--- START PROVIDED DATA ---

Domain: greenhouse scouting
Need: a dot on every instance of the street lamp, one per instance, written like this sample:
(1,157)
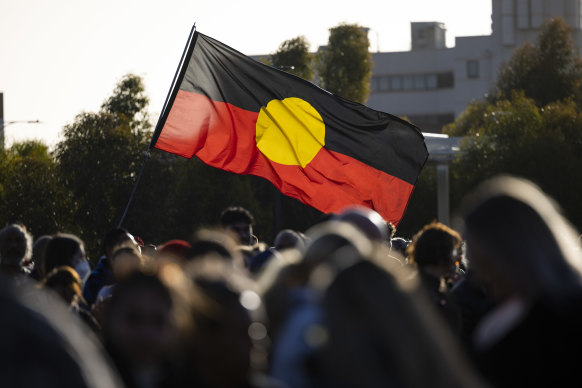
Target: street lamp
(4,124)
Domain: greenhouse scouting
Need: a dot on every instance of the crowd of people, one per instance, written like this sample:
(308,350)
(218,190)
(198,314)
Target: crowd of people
(495,301)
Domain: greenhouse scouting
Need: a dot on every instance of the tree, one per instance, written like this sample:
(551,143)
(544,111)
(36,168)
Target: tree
(100,156)
(345,65)
(30,192)
(548,71)
(293,56)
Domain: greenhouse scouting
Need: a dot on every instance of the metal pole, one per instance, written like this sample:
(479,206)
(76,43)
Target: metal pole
(443,206)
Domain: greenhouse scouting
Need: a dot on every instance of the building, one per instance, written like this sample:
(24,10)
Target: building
(431,84)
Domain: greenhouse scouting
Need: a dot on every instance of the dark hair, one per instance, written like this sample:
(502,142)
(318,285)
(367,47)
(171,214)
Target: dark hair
(433,245)
(60,251)
(112,238)
(67,277)
(234,214)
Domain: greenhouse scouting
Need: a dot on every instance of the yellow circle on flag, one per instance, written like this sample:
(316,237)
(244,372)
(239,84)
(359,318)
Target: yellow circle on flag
(290,131)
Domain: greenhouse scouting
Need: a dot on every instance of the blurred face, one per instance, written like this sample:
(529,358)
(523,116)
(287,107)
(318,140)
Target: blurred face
(244,231)
(125,263)
(13,246)
(140,326)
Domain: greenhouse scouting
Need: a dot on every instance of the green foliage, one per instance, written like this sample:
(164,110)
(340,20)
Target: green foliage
(293,57)
(345,65)
(422,208)
(517,137)
(530,125)
(129,101)
(30,192)
(548,71)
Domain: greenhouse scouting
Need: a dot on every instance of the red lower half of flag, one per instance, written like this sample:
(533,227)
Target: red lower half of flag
(223,136)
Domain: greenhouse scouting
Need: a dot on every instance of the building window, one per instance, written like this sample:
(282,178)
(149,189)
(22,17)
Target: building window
(473,69)
(412,82)
(396,82)
(419,83)
(445,80)
(408,82)
(384,83)
(431,82)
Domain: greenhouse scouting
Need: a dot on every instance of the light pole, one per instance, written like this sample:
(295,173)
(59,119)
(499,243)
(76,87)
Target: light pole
(4,124)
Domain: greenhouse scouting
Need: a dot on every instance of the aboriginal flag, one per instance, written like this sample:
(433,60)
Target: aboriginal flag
(239,115)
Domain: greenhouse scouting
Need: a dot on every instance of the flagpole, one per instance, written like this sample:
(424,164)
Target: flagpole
(161,119)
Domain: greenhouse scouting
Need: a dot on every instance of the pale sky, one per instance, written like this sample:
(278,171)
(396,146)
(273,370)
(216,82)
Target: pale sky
(59,58)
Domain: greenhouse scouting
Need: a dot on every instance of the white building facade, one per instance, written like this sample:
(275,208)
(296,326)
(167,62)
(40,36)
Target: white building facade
(431,84)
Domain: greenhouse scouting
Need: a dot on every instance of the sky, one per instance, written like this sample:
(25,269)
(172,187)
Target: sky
(60,58)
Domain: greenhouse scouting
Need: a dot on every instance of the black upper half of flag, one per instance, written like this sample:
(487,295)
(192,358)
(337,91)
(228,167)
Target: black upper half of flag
(378,139)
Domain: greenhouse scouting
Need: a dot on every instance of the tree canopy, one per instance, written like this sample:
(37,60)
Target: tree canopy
(530,126)
(547,71)
(293,56)
(345,64)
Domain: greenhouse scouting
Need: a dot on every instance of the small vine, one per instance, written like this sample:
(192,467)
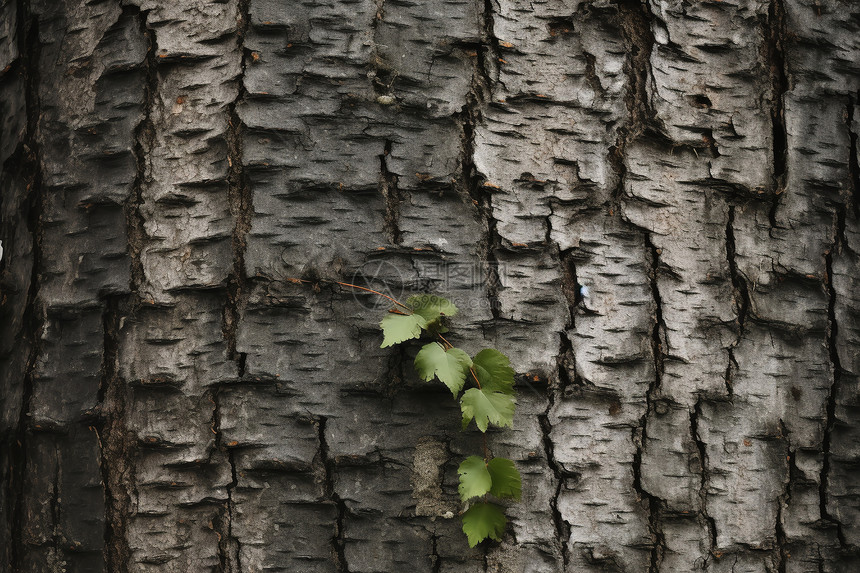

--- END PROVIDED DATA ---

TASK :: Return every line of the data above that contains the word "circle".

TASK SOLUTION ::
Need: a dot on every instance of the yellow circle on flag, one per instance, written like this sample:
Target: yellow circle on flag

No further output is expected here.